[Problem to solve] Count the lines in the records below that contain the string "light". Reply with the number only.

[Recorded data]
=======
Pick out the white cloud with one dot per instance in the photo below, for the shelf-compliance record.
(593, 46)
=======
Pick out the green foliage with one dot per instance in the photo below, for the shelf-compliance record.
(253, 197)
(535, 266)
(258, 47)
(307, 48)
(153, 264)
=======
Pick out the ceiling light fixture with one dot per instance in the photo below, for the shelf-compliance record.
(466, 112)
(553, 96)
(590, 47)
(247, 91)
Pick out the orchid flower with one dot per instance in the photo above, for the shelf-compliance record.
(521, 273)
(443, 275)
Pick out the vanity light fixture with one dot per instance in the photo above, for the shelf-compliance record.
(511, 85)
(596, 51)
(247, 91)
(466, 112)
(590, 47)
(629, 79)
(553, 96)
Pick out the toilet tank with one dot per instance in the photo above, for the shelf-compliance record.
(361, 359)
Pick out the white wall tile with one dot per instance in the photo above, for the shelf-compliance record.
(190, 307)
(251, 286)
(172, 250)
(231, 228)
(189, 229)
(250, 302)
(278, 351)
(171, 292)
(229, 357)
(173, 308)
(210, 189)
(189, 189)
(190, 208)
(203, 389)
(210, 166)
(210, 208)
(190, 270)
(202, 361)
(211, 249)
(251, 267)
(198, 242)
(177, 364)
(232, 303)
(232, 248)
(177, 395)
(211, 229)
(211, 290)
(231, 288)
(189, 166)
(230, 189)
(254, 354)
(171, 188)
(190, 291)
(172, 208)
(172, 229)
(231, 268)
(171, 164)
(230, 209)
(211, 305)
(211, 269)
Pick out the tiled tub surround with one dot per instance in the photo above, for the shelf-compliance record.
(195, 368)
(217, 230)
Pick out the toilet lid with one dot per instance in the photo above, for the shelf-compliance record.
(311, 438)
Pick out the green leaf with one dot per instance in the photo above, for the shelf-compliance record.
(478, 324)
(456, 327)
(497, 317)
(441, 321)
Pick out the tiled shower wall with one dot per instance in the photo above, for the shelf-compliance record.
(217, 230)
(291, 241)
=======
[Solution for this task] 2